● ABOUT THIS EXERCISE
In the entries below, count every line with the word "approximate". Return only the count.

● EXERCISE DATA
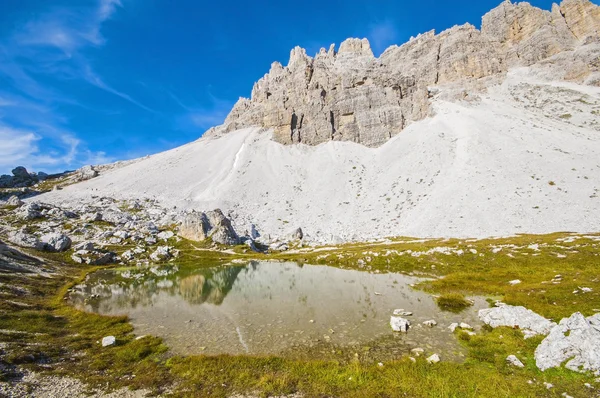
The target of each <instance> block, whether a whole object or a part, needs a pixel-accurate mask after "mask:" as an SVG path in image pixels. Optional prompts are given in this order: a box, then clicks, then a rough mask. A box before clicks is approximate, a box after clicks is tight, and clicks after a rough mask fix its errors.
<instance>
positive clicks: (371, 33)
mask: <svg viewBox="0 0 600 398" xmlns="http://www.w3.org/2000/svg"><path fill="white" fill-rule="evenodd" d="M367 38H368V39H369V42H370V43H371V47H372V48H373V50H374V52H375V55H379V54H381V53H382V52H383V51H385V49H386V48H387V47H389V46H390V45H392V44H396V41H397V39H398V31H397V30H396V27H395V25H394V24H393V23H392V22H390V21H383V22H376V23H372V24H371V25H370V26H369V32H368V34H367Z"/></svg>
...
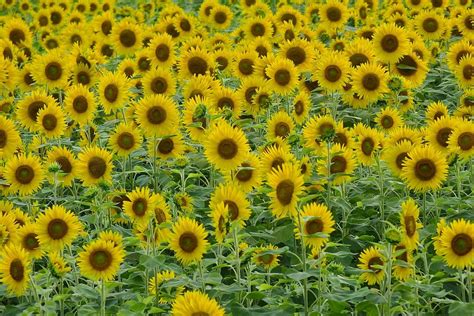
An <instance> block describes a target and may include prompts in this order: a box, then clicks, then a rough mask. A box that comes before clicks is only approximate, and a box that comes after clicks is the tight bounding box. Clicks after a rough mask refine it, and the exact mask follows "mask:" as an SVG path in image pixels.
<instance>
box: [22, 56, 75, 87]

● RESPONSE TO THIS TASK
2